Reproduce the lines from the one containing "Pick out each instance of the child's face" through the end of the source data, inclusive, requests included, with every x and y coordinate in the answers multiplied by 0.6 and rounded to a whole number, halves rounding up.

Source data:

════════

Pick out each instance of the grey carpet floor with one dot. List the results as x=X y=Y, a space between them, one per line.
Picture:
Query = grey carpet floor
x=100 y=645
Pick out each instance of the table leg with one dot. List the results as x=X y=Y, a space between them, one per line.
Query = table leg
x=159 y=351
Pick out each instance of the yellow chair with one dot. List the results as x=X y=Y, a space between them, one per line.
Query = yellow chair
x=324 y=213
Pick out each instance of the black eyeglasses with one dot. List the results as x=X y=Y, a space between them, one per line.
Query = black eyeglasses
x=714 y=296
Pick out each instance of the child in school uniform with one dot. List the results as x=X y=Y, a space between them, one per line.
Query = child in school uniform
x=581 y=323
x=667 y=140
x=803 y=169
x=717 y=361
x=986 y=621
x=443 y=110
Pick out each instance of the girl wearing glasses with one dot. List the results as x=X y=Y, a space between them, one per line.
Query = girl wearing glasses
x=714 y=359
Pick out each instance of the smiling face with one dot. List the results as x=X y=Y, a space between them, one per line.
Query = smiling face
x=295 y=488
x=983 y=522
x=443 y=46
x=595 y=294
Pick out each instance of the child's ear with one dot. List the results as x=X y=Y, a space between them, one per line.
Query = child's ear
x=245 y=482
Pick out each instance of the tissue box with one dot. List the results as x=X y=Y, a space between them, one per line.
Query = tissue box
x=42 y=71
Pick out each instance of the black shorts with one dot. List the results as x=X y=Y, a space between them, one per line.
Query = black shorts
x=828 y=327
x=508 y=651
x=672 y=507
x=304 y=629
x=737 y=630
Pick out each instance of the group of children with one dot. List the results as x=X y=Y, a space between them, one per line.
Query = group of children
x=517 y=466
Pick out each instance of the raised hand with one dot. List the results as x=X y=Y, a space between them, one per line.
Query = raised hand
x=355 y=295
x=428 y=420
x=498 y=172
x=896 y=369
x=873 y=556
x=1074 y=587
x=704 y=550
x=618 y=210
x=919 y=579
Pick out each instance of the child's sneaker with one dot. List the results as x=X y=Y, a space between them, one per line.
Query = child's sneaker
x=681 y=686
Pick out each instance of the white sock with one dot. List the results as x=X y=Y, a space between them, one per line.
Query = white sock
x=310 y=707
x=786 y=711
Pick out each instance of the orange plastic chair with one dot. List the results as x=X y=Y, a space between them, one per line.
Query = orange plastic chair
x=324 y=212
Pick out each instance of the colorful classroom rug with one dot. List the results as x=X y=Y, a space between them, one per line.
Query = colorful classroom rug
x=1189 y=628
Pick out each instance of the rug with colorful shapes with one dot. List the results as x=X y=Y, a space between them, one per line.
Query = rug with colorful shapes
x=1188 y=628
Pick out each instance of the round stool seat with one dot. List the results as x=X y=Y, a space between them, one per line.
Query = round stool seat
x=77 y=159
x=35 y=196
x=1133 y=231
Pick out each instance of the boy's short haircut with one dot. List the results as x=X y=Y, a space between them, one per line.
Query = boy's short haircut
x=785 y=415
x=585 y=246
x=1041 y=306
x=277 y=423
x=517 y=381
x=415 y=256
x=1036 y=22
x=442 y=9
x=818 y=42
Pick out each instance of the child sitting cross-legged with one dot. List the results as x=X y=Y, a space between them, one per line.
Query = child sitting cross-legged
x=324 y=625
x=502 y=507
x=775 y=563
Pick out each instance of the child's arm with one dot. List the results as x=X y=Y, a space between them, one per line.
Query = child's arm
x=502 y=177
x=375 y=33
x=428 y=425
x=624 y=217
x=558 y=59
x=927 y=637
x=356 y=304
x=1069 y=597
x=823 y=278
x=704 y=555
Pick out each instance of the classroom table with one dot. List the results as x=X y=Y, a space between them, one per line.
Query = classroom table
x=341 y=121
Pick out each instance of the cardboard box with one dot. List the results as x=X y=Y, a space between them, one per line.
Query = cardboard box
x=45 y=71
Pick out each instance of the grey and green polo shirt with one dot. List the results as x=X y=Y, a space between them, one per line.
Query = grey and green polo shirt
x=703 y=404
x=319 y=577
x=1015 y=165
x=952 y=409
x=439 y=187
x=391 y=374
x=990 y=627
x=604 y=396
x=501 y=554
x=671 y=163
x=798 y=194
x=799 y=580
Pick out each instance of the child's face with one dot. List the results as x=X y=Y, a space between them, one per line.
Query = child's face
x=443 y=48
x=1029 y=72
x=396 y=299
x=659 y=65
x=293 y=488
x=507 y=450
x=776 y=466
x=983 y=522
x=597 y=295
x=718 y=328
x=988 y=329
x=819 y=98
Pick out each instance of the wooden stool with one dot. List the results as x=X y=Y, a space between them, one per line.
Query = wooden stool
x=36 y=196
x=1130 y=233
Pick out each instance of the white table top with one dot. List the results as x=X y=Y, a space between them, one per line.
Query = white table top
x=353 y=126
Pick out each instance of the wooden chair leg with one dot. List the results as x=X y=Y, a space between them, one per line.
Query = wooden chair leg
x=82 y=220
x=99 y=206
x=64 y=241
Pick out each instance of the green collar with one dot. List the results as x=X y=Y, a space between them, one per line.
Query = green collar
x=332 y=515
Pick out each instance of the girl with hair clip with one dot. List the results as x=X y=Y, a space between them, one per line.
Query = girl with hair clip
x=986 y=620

════════

• [In response]:
Pick out each instance of the child's face with one dot. List the results as x=X y=Y, a space between them, one per line.
Query = child's face
x=266 y=29
x=617 y=43
x=238 y=179
x=395 y=39
x=176 y=293
x=304 y=270
x=466 y=280
x=590 y=313
x=358 y=177
x=431 y=197
x=593 y=197
x=491 y=59
Pick out each instance of the wooden stool with one dot. List the results as x=X y=Y, a space between them, one per line.
Query = wooden stool
x=22 y=118
x=678 y=140
Pick out each instance of the white table top with one dot. List the results as x=X y=Y, a space between them, one per line.
Query = white table top
x=212 y=76
Pick out each instance of the wooden chair leg with one dot. List the results as x=X y=Y, a space between them, one per line.
Query = wooden chair leg
x=49 y=132
x=59 y=124
x=38 y=145
Pick out each instance of the green collar with one dot. List the results as x=X y=Y, a space between them, one per line.
Query = green collar
x=199 y=309
Pick out each instance of the girl with hair clip with one dot. List the results as x=X y=Y, a space between them, one per line.
Query = girl with hair clip
x=592 y=372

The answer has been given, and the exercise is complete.